Aim of the exercise
Could you say how many lines below contain the word "camouflage"? Give the number with no other text.

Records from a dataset
☆ ☆ ☆ ☆

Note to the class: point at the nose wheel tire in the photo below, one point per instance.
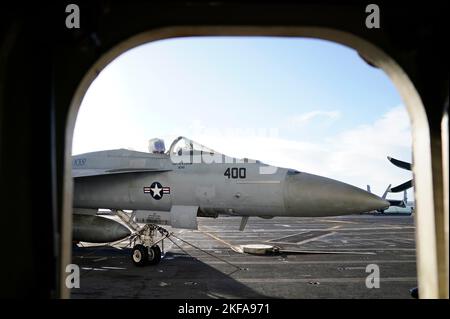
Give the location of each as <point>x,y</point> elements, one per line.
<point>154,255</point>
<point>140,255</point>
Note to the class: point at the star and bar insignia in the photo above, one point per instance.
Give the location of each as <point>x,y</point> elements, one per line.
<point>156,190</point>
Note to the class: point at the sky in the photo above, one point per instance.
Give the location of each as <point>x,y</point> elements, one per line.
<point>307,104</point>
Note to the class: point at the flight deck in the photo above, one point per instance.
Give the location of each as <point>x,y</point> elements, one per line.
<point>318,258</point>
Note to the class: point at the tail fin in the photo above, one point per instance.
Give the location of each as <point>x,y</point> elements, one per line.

☆ ☆ ☆ ☆

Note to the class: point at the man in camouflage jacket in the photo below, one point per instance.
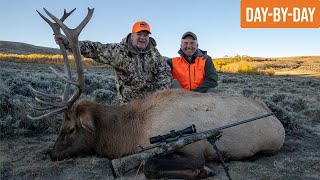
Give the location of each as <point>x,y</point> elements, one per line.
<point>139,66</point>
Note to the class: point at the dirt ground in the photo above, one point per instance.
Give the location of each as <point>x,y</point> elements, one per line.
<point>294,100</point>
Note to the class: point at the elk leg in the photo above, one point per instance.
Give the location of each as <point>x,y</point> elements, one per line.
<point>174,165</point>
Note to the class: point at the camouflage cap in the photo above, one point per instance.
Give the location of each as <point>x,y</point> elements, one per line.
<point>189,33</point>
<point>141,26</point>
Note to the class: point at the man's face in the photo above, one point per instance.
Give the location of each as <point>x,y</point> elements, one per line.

☆ ☆ ☆ ☆

Solution below
2